##### Records shown
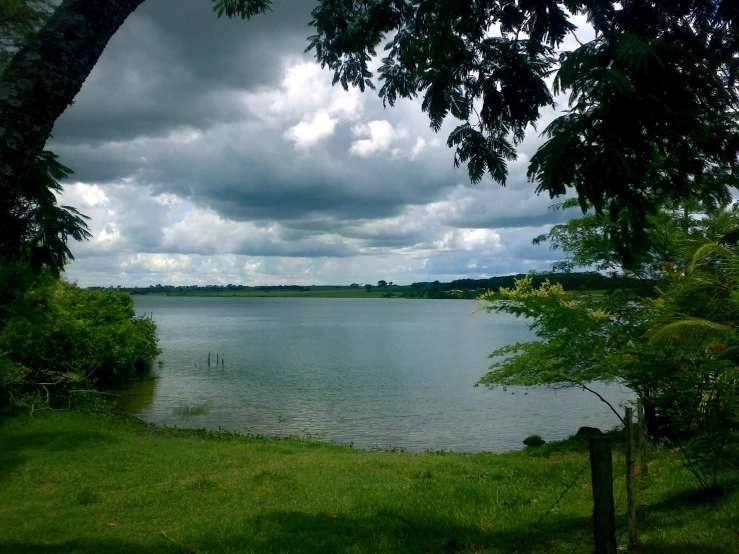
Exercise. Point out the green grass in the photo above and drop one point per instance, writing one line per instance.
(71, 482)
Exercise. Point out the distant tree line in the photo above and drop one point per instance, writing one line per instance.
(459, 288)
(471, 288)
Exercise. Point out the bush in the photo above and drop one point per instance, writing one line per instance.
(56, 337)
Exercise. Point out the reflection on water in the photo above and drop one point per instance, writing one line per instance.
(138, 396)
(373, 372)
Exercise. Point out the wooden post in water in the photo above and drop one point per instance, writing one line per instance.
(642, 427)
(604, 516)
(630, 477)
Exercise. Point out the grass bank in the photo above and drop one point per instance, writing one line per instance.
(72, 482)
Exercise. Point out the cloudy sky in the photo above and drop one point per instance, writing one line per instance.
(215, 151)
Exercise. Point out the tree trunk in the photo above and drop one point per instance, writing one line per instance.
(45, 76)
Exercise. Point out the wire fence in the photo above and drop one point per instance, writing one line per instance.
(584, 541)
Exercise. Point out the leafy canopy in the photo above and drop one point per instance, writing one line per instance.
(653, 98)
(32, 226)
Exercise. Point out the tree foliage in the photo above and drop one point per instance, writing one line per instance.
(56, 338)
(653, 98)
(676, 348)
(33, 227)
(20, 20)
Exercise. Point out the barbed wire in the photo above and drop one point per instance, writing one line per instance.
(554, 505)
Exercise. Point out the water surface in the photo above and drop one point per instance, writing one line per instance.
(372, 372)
##########
##### Records shown
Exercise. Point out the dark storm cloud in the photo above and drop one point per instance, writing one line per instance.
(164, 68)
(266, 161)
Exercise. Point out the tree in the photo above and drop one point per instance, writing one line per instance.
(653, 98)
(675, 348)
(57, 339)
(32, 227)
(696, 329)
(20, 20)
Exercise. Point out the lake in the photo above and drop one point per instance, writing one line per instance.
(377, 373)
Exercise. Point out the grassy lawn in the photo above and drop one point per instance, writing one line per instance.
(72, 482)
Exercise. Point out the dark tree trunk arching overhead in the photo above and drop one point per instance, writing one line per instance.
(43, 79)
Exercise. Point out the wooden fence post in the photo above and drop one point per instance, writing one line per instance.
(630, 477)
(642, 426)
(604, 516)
##########
Extract every line in the records above that contains the word "dark", and copy each one in full. Treat uppercase and lowercase as different.

Result below:
Exercise. Point out the dark storm cloud in the photo above and drop one point per instance, writing one line per instance.
Exercise. Point out the dark tree trunk arching overhead in the photo above and drop one point per instance, writing one line per instance.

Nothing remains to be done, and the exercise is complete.